Exercise -
Reproduce all the records with "sample output" replaced by "example output" and everything else unchanged. Leave out the pictures.

— start of Information supplied —

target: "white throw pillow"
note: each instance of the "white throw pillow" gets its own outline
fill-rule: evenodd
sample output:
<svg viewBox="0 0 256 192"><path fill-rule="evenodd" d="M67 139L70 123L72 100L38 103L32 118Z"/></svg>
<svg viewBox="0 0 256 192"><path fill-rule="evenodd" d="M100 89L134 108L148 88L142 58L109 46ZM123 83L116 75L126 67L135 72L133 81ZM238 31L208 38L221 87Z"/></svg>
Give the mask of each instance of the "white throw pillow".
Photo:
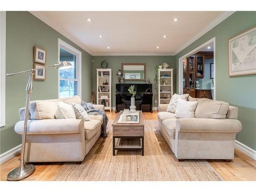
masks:
<svg viewBox="0 0 256 192"><path fill-rule="evenodd" d="M188 97L188 94L178 95L175 94L173 95L172 99L170 99L170 102L167 107L166 111L167 112L171 112L175 113L176 111L176 106L178 102L178 99L181 98L182 99L187 100Z"/></svg>
<svg viewBox="0 0 256 192"><path fill-rule="evenodd" d="M75 112L77 119L82 119L84 121L90 121L88 114L82 105L79 104L72 103L71 106Z"/></svg>
<svg viewBox="0 0 256 192"><path fill-rule="evenodd" d="M59 102L55 117L56 119L76 119L76 114L71 105Z"/></svg>
<svg viewBox="0 0 256 192"><path fill-rule="evenodd" d="M197 105L197 101L187 101L179 98L175 116L177 118L195 118Z"/></svg>

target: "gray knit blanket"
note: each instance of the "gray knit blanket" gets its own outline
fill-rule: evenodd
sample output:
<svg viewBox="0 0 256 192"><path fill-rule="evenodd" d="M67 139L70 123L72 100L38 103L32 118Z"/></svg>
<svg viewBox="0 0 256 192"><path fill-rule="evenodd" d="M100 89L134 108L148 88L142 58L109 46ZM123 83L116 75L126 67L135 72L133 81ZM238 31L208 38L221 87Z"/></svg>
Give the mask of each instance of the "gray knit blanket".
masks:
<svg viewBox="0 0 256 192"><path fill-rule="evenodd" d="M103 137L106 137L106 124L109 119L104 111L101 110L99 109L95 109L93 106L93 104L92 103L86 103L82 101L82 106L86 110L88 114L90 115L101 115L103 116L103 124L102 124L102 136Z"/></svg>

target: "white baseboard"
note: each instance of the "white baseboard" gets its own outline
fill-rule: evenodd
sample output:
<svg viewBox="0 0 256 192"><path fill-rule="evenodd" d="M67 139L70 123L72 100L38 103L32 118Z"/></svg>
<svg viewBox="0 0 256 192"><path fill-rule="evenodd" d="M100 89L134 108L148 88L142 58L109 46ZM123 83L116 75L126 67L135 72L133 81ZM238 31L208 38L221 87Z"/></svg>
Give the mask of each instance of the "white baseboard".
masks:
<svg viewBox="0 0 256 192"><path fill-rule="evenodd" d="M253 150L236 140L234 140L234 148L237 148L245 155L256 160L256 151Z"/></svg>
<svg viewBox="0 0 256 192"><path fill-rule="evenodd" d="M158 111L158 108L157 106L153 106L152 109L153 111Z"/></svg>
<svg viewBox="0 0 256 192"><path fill-rule="evenodd" d="M15 146L0 155L0 164L3 164L17 155L20 154L22 144Z"/></svg>

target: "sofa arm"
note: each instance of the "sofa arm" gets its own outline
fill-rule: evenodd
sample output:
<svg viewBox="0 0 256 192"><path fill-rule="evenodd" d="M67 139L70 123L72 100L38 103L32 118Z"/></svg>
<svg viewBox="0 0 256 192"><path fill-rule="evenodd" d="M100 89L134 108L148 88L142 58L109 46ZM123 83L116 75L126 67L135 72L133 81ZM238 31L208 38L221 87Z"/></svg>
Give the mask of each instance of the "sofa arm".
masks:
<svg viewBox="0 0 256 192"><path fill-rule="evenodd" d="M93 106L95 109L99 109L100 110L104 111L105 106L103 104L93 104Z"/></svg>
<svg viewBox="0 0 256 192"><path fill-rule="evenodd" d="M176 120L176 129L180 132L237 133L242 124L237 119L181 118Z"/></svg>
<svg viewBox="0 0 256 192"><path fill-rule="evenodd" d="M166 111L167 108L169 104L159 104L158 110L159 110L159 112L163 111Z"/></svg>
<svg viewBox="0 0 256 192"><path fill-rule="evenodd" d="M22 135L24 121L16 123L16 133ZM67 134L84 133L83 121L81 119L59 119L29 120L27 134Z"/></svg>

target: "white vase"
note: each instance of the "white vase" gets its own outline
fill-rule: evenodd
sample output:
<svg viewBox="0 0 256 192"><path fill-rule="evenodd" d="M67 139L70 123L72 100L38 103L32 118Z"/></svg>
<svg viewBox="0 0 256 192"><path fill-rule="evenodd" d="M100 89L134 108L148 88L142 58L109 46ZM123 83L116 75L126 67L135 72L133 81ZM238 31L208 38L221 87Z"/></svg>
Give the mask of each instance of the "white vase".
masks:
<svg viewBox="0 0 256 192"><path fill-rule="evenodd" d="M131 98L131 106L130 106L130 113L134 113L136 112L136 106L135 106L135 98L134 97Z"/></svg>
<svg viewBox="0 0 256 192"><path fill-rule="evenodd" d="M169 65L165 62L162 64L162 66L163 66L163 69L167 69L168 67L169 67Z"/></svg>

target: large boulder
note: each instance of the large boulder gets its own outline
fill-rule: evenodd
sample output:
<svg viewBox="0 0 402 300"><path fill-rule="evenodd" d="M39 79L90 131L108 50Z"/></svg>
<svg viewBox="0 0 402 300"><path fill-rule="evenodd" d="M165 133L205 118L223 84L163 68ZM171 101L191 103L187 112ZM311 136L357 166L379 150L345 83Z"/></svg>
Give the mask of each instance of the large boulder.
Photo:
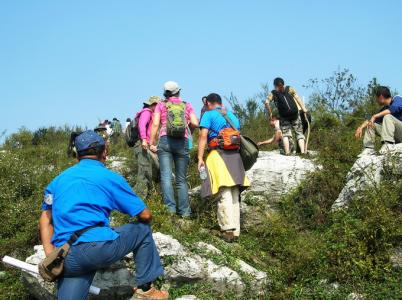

— end of Information supplied —

Result of this task -
target: "white throw pillow"
note: each instance of the "white throw pillow" gets its own outline
fill-rule: evenodd
example output:
<svg viewBox="0 0 256 192"><path fill-rule="evenodd" d="M67 139L70 123L72 100L38 103L32 118Z"/></svg>
<svg viewBox="0 0 256 192"><path fill-rule="evenodd" d="M100 89L134 108L148 88L142 58L109 46ZM123 83L116 75L126 67L135 72L133 81ZM238 31L208 38L221 87Z"/></svg>
Give the mask of each instance of the "white throw pillow".
Photo:
masks:
<svg viewBox="0 0 256 192"><path fill-rule="evenodd" d="M188 97L188 94L178 95L175 94L173 95L172 99L170 99L170 102L167 107L166 111L167 112L171 112L175 113L176 111L176 106L178 102L178 99L181 98L182 99L187 100Z"/></svg>
<svg viewBox="0 0 256 192"><path fill-rule="evenodd" d="M75 112L77 119L82 119L84 121L90 121L88 114L82 105L79 104L72 103L71 106Z"/></svg>
<svg viewBox="0 0 256 192"><path fill-rule="evenodd" d="M59 102L55 117L56 119L76 119L76 114L71 105Z"/></svg>
<svg viewBox="0 0 256 192"><path fill-rule="evenodd" d="M197 105L197 101L187 101L179 98L175 116L177 118L195 118Z"/></svg>

target: "gray knit blanket"
note: each instance of the "gray knit blanket" gets its own outline
fill-rule: evenodd
example output:
<svg viewBox="0 0 256 192"><path fill-rule="evenodd" d="M67 139L70 123L72 100L38 103L32 118Z"/></svg>
<svg viewBox="0 0 256 192"><path fill-rule="evenodd" d="M100 89L134 108L148 88L142 58L109 46ZM123 83L116 75L126 67L135 72L133 81ZM238 31L208 38L221 87Z"/></svg>
Give the mask of each instance of the "gray knit blanket".
masks:
<svg viewBox="0 0 256 192"><path fill-rule="evenodd" d="M103 137L106 137L106 124L109 119L104 111L101 110L99 109L95 109L93 106L93 104L92 103L86 103L82 101L82 106L86 110L88 114L90 115L101 115L103 116L103 124L102 124L102 136Z"/></svg>

target: "white baseboard"
note: each instance of the "white baseboard" gets its own outline
fill-rule: evenodd
example output:
<svg viewBox="0 0 256 192"><path fill-rule="evenodd" d="M67 139L70 123L72 100L38 103L32 118Z"/></svg>
<svg viewBox="0 0 256 192"><path fill-rule="evenodd" d="M100 89L134 108L148 88L142 58L109 46ZM123 83L116 75L126 67L135 72L133 81ZM238 31L208 38L221 87Z"/></svg>
Give the mask of each instance of the "white baseboard".
masks:
<svg viewBox="0 0 256 192"><path fill-rule="evenodd" d="M253 150L236 140L234 140L234 148L237 148L245 155L256 160L256 151Z"/></svg>
<svg viewBox="0 0 256 192"><path fill-rule="evenodd" d="M158 111L158 108L157 106L153 106L152 109L153 111Z"/></svg>
<svg viewBox="0 0 256 192"><path fill-rule="evenodd" d="M15 146L0 155L0 164L3 164L17 155L20 154L22 144Z"/></svg>

target: "sofa arm"
note: each instance of the "sofa arm" gets its own outline
fill-rule: evenodd
example output:
<svg viewBox="0 0 256 192"><path fill-rule="evenodd" d="M67 139L70 123L72 100L38 103L32 118Z"/></svg>
<svg viewBox="0 0 256 192"><path fill-rule="evenodd" d="M100 89L134 108L148 88L142 58L109 46ZM123 83L116 75L126 67L135 72L133 81ZM238 31L208 38L221 87Z"/></svg>
Give the mask of each instance of the "sofa arm".
masks:
<svg viewBox="0 0 256 192"><path fill-rule="evenodd" d="M93 106L95 109L99 109L100 110L104 111L105 106L103 104L93 104Z"/></svg>
<svg viewBox="0 0 256 192"><path fill-rule="evenodd" d="M176 120L176 129L180 132L237 133L242 124L237 119L181 118Z"/></svg>
<svg viewBox="0 0 256 192"><path fill-rule="evenodd" d="M166 111L167 108L169 104L159 104L158 110L159 110L159 112L163 111Z"/></svg>
<svg viewBox="0 0 256 192"><path fill-rule="evenodd" d="M22 135L24 121L16 123L16 133ZM67 134L84 133L83 121L81 119L59 119L29 120L27 134Z"/></svg>

target: "white vase"
note: each instance of the "white vase" gets its own outline
fill-rule: evenodd
example output:
<svg viewBox="0 0 256 192"><path fill-rule="evenodd" d="M67 139L70 123L72 100L38 103L32 118Z"/></svg>
<svg viewBox="0 0 256 192"><path fill-rule="evenodd" d="M100 89L134 108L148 88L142 58L109 46ZM123 83L116 75L126 67L135 72L133 81ZM238 31L208 38L221 87Z"/></svg>
Give the mask of each instance of the "white vase".
masks:
<svg viewBox="0 0 256 192"><path fill-rule="evenodd" d="M131 98L131 106L130 106L130 113L134 113L136 112L136 106L135 106L135 98L134 97Z"/></svg>
<svg viewBox="0 0 256 192"><path fill-rule="evenodd" d="M169 65L165 62L162 64L162 66L163 66L163 69L167 69L168 67L169 67Z"/></svg>

target: large boulder
note: each instance of the large boulder gets its own outline
fill-rule: evenodd
example output:
<svg viewBox="0 0 402 300"><path fill-rule="evenodd" d="M39 79L90 131L108 50Z"/></svg>
<svg viewBox="0 0 402 300"><path fill-rule="evenodd" d="M165 133L205 118L223 84L163 68ZM171 101L191 103L187 112ZM311 136L357 166L379 150L345 83Z"/></svg>
Give the mask of each instance of the large boulder.
Photo:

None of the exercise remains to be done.